> **WORK ITEM**
Type out the full set of entries again, unchanged.

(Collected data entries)
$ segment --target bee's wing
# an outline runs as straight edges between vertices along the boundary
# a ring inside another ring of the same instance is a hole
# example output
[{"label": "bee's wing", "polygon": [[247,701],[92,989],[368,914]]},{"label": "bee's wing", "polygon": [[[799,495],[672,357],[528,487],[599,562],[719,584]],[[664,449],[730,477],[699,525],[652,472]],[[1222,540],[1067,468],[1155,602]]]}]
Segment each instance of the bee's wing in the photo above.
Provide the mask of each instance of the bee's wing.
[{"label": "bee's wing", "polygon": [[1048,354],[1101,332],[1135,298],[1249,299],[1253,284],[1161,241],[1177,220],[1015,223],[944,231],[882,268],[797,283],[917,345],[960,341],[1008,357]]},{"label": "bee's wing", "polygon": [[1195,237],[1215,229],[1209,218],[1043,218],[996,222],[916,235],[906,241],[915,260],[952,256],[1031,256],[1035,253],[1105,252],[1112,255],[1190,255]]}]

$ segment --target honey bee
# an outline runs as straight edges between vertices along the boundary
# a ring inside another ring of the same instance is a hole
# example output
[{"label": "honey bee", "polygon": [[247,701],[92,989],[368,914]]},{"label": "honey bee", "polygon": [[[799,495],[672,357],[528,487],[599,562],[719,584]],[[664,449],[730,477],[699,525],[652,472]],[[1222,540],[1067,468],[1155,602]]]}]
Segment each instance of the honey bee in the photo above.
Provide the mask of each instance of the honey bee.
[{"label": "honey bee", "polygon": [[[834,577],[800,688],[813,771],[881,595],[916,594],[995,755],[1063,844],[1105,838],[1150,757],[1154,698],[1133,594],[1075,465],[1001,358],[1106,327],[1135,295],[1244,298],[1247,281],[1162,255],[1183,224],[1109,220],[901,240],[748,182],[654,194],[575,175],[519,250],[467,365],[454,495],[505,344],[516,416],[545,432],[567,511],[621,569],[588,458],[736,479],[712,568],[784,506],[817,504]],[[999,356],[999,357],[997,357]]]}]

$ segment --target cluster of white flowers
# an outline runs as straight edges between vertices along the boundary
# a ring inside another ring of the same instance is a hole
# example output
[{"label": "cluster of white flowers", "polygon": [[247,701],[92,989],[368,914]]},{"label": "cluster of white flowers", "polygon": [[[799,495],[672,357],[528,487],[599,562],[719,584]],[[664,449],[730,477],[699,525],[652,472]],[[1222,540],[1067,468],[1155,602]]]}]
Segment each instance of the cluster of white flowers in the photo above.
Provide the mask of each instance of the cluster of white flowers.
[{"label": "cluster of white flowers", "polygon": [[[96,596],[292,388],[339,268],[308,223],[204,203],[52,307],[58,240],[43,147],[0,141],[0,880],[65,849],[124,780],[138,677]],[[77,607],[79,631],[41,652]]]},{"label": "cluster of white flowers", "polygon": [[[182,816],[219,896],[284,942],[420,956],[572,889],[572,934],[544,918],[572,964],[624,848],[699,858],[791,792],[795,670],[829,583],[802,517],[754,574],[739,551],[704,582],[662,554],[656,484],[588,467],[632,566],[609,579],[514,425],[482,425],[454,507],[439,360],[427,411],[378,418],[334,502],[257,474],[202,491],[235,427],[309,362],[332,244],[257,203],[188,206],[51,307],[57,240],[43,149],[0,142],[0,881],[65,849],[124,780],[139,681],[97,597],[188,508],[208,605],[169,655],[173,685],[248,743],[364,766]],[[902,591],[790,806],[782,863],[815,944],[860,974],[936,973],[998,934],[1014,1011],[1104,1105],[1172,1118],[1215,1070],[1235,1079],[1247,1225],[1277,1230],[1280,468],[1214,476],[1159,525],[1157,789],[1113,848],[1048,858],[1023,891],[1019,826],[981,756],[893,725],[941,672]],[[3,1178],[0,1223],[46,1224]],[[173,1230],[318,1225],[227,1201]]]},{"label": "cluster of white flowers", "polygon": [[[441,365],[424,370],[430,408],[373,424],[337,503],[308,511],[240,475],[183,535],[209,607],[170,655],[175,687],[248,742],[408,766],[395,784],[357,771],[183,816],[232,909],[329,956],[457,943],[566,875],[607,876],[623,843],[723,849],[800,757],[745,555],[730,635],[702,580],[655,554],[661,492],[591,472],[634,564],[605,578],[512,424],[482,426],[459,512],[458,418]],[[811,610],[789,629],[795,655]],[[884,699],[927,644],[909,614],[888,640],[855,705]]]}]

> **TASK OUTPUT**
$ segment --target bee's wing
# an outline runs as straight edges between vertices along the boundary
# a ring inside another ring of the same instance is a hole
# example output
[{"label": "bee's wing", "polygon": [[247,701],[92,989],[368,914]]},{"label": "bee's wing", "polygon": [[[799,495],[672,357],[528,487],[599,562],[719,584]],[[664,449],[730,477],[699,525],[652,472]],[[1222,540],[1067,468],[1155,602]]]}]
Segment each instance of the bee's wing in the photo above.
Provide the mask of each instance of the bee's wing.
[{"label": "bee's wing", "polygon": [[1048,354],[1101,332],[1135,298],[1249,299],[1253,284],[1161,241],[1177,220],[1015,223],[944,231],[882,268],[797,283],[917,345],[960,341],[1008,357]]},{"label": "bee's wing", "polygon": [[1195,237],[1215,229],[1209,218],[1043,218],[996,222],[916,235],[906,241],[915,260],[952,256],[1031,256],[1035,253],[1105,252],[1112,255],[1190,255]]}]

$ segment --target honey bee
# an outline runs as straight edges between vertices along the boundary
# a ring inside another ring of the same instance is a hole
# example output
[{"label": "honey bee", "polygon": [[247,701],[92,989],[368,914]]},{"label": "honey bee", "polygon": [[[799,495],[672,357],[528,487],[599,562],[719,584]],[[664,449],[730,477],[699,525],[652,472]],[[1222,540],[1067,468],[1155,602]]]}]
Segment each instance of the honey bee in the photo above.
Provide the mask of each instance of the honey bee.
[{"label": "honey bee", "polygon": [[[834,577],[800,688],[813,771],[881,595],[916,594],[995,755],[1063,844],[1105,838],[1150,757],[1154,698],[1133,594],[1075,465],[1001,358],[1106,327],[1135,295],[1244,298],[1247,281],[1162,255],[1183,224],[1109,220],[901,240],[748,182],[654,194],[575,175],[519,250],[467,365],[454,495],[505,344],[516,416],[545,432],[567,511],[621,569],[588,458],[736,479],[712,568],[784,506],[817,504]],[[999,356],[999,357],[997,357]]]}]

$ segment --target cluster of white flowers
# an outline runs as straight edges between vertices along the boundary
# a ring inside another ring of the same instance is a hole
# example output
[{"label": "cluster of white flowers", "polygon": [[247,701],[92,989],[368,914]]},{"label": "cluster of white flowers", "polygon": [[[799,495],[672,357],[528,487],[599,562],[719,584]],[[664,449],[730,477],[699,525],[652,472]],[[1222,540],[1067,468],[1155,602]]]}]
Segment each instance of the cluster of white flowers in the photo above.
Provide the mask of each instance of the cluster of white flowers.
[{"label": "cluster of white flowers", "polygon": [[[96,596],[292,388],[339,268],[308,223],[204,203],[52,307],[58,240],[43,147],[0,141],[0,880],[65,849],[124,780],[138,677]],[[77,607],[79,631],[41,652]]]},{"label": "cluster of white flowers", "polygon": [[[182,816],[219,896],[284,942],[420,956],[572,889],[572,934],[544,918],[572,964],[624,848],[699,858],[791,792],[795,670],[829,583],[802,517],[754,574],[739,551],[704,582],[662,554],[656,484],[588,467],[632,566],[609,579],[514,425],[482,425],[454,507],[439,360],[427,411],[378,418],[334,502],[257,474],[202,491],[235,427],[309,362],[332,244],[257,203],[188,206],[51,307],[57,240],[43,149],[0,142],[0,881],[65,849],[124,780],[139,681],[97,597],[188,508],[208,605],[169,655],[173,685],[248,743],[364,766]],[[902,591],[790,806],[782,863],[815,944],[860,974],[936,973],[998,934],[1014,1011],[1104,1105],[1172,1118],[1215,1070],[1235,1079],[1247,1225],[1277,1230],[1280,468],[1214,476],[1159,525],[1157,789],[1113,848],[1048,858],[1023,891],[1019,826],[981,756],[893,725],[941,672]],[[3,1178],[0,1223],[46,1224]],[[173,1230],[318,1225],[227,1201]]]},{"label": "cluster of white flowers", "polygon": [[[441,365],[424,370],[430,408],[373,424],[337,503],[308,511],[240,475],[183,535],[209,607],[170,655],[175,687],[248,742],[408,766],[395,784],[357,771],[183,816],[232,909],[329,956],[457,943],[566,875],[607,876],[623,843],[723,849],[800,757],[745,555],[730,635],[702,580],[655,554],[661,492],[591,472],[634,564],[605,578],[512,424],[482,426],[459,512],[458,418]],[[811,610],[789,629],[795,655]],[[884,699],[927,644],[909,614],[888,640],[855,705]]]}]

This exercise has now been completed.